Sin embargo, ese pescao esmirriado, de ojos azules y andar pausado, evolucionaba en el fondo y escapaba de sus captores, emergía a llenar sus pulmones y volvía a mostrar su capacidad física y destreza en el agua, porque aparte de buen marino era y sigue siendo hasta nuestros días uno de los más destacados deportistas que ha cruzado el portalón* naval y, por ende, el caliche lo traía en la sangre y corría por sus venas. Largo rato después, viéndolo salir del agua tal cual, y sin muestras de que había vivido un martirio, más bien elongando para dar un pequeño respiro a sus atribulados músculos, sus anfitriones le cantaron a voz en cuello, ¡creyendo que era una broma…!: «Vos serás el primer prisionero…».

Siete meses es mucho tiempo para cualquier pescao cuando la pecera poco a poco enturbia sus aguas, lo que sucedía a la par que las relaciones chileno-argentinas se deterioraban paulatina y aceleradamente. Sin embargo, Enrique se mantuvo inalterable, ágil en las jarcias, hábil y de fuerte vozarrón en la cofa, rápido y seguro en el trinquete además de certero en la meridiana y capaz de calcular el viento relativo más rápido que ninguno, demostrando sus conocimientos y capacidad, aparte de su innata caballerosidad. Con el paso de los años esto le permitió establecer sólidas relaciones con aquellos «compañeros de viaje» más cercanos. Arribó de regreso a Buenos Aires el 20 de diciembre de 1977, vivito y coleando y pocos días antes de que el gobierno argentino finalmente declarara como «insanablemente nulo» el laudo arbitral; rápidamente regresó a Chile para presentarse a su primera destinación, la fragata almirante Condell, una de las dos más modernas fragatas chilenas arribadas al país a mediados de los 70.

PARTE II

Los desafíos iniciales

El resto del curso Naval 77, ahora subtenientes recientemente desembarcados del BE Esmeralda, con cierta experiencia marinera y miles de millas navegadas en el cuerpo, y otros habiendo finalizado un curso para Infantes de Marina en Brasil, comenzamos durante noviembre de 1977 a presentarnos a lo largo del país en los buques y reparticiones en los que durante 1978 tendríamos nuestra primera experiencia profesional con responsabilidades y atribuciones individuales.

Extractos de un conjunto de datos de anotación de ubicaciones
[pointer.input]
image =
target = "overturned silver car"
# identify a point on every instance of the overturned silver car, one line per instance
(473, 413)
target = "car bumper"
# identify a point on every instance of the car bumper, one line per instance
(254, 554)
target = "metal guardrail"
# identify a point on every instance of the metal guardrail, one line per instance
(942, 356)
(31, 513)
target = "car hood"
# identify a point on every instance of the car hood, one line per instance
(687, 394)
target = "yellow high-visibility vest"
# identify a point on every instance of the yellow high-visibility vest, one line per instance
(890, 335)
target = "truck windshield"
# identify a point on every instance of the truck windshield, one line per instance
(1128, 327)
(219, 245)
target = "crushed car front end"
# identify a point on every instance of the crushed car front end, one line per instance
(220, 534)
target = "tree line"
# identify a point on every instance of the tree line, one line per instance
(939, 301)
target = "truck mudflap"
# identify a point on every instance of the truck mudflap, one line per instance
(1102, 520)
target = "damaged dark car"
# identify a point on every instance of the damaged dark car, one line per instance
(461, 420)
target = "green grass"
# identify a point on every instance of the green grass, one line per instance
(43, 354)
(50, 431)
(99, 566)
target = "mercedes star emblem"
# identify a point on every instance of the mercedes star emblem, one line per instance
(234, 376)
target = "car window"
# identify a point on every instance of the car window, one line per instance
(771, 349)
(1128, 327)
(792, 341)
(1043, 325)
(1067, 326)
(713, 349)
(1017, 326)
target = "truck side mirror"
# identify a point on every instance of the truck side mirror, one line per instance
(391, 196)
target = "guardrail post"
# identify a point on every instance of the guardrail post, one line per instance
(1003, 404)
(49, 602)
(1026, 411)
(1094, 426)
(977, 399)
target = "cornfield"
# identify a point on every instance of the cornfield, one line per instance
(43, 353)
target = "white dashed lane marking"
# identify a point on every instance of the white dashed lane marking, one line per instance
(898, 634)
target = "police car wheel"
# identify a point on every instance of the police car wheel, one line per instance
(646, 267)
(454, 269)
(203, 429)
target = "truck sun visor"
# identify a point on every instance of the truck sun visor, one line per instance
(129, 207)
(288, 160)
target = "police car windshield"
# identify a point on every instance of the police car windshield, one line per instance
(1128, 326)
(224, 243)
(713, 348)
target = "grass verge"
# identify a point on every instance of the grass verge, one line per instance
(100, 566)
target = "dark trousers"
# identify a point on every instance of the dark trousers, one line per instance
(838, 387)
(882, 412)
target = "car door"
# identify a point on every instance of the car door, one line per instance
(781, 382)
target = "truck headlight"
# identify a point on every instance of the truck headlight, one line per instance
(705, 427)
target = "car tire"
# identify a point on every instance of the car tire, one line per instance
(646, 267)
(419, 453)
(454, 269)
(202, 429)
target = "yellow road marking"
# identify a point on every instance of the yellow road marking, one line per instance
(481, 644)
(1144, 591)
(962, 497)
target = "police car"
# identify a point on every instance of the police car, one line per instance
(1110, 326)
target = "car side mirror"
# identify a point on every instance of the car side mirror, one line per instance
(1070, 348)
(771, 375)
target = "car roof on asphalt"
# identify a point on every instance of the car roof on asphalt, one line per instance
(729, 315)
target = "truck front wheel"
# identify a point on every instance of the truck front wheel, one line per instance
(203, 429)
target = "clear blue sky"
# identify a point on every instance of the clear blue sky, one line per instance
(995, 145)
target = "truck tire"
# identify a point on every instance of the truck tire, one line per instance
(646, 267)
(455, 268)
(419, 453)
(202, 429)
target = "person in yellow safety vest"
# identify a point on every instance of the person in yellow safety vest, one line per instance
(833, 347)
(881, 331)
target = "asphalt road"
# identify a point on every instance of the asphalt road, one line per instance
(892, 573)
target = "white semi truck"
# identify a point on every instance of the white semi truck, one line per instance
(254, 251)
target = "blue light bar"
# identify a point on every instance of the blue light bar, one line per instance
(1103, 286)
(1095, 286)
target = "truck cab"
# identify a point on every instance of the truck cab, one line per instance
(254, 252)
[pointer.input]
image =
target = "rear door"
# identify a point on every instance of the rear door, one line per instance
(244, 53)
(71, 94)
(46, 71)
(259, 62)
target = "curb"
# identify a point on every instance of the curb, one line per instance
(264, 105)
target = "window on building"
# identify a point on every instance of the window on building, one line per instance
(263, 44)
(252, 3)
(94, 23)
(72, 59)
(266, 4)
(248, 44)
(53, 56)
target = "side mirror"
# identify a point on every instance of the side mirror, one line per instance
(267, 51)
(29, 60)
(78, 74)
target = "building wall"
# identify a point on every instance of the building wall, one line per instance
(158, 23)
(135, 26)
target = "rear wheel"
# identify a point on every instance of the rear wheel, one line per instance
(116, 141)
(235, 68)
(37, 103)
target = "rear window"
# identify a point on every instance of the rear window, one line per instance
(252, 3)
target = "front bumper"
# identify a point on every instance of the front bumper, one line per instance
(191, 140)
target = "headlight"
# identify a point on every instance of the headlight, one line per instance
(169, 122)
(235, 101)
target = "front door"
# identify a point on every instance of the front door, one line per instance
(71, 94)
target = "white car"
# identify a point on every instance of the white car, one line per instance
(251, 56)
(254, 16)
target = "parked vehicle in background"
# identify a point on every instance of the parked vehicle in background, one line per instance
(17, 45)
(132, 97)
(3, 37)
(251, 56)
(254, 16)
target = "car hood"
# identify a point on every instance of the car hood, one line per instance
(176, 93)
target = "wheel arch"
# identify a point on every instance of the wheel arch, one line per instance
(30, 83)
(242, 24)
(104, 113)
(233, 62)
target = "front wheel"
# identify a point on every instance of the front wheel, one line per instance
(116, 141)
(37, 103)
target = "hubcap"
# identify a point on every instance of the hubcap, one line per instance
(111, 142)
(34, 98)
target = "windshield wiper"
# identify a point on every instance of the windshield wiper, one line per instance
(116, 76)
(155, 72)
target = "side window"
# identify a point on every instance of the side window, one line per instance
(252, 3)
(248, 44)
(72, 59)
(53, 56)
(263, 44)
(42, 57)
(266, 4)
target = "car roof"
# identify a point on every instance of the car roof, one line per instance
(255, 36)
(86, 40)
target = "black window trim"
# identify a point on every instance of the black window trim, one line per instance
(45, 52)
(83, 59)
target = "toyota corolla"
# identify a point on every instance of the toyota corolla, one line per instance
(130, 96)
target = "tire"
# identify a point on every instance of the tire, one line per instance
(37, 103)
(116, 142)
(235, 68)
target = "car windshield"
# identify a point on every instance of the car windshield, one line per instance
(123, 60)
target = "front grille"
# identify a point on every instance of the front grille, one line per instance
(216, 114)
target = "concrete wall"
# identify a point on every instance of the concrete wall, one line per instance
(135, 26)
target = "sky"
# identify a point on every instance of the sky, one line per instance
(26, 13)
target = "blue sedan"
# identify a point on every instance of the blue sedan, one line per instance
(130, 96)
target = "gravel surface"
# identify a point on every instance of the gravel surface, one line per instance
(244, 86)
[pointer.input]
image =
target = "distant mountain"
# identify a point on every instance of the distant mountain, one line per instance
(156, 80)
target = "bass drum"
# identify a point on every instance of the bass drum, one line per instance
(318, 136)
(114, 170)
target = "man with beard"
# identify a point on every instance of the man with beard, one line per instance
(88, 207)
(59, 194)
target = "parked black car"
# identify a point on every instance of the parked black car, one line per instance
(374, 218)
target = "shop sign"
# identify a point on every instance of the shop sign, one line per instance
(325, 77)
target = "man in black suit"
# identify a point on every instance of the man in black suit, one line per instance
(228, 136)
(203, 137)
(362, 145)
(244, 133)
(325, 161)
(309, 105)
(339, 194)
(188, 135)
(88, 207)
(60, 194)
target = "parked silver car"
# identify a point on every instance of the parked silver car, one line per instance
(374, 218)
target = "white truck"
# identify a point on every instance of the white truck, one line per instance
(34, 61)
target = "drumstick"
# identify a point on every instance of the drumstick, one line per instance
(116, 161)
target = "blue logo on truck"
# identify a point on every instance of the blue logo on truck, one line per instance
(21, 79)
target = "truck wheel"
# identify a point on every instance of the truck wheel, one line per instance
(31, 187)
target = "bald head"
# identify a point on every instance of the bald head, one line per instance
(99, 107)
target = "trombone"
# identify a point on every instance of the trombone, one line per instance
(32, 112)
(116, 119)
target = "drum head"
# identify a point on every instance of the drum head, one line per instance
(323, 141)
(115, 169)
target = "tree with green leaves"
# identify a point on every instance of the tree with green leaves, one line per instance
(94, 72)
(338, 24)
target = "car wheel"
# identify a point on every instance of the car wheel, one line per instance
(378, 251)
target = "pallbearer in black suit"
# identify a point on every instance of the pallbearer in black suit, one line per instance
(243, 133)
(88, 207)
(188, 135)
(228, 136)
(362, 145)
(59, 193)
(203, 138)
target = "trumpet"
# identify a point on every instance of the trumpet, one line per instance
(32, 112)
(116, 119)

— Trabajo solicitado —
1. Según el fragmento seleccionado, ¿en qué fecha arribó Enrique de regreso a Buenos Aires?
2. En el fragmento seleccionado, reescribe todo lo que va desde "El resto del" hasta "y atribuciones individuales." sustituyendo "subtenientes" por "oficiales".
Los ítems no cumplen ningún papel en esto.

— Resultados —
1. El 20 de diciembre de 1977.

2.
El resto del curso Naval 77, ahora oficiales recientemente desembarcados del BE Esmeralda, con cierta experiencia marinera y miles de millas navegadas en el cuerpo, y otros habiendo finalizado un curso para Infantes de Marina en Brasil, comenzamos durante noviembre de 1977 a presentarnos a lo largo del país en los buques y reparticiones en los que durante 1978 tendríamos nuestra primera experiencia profesional con responsabilidades y atribuciones individuales.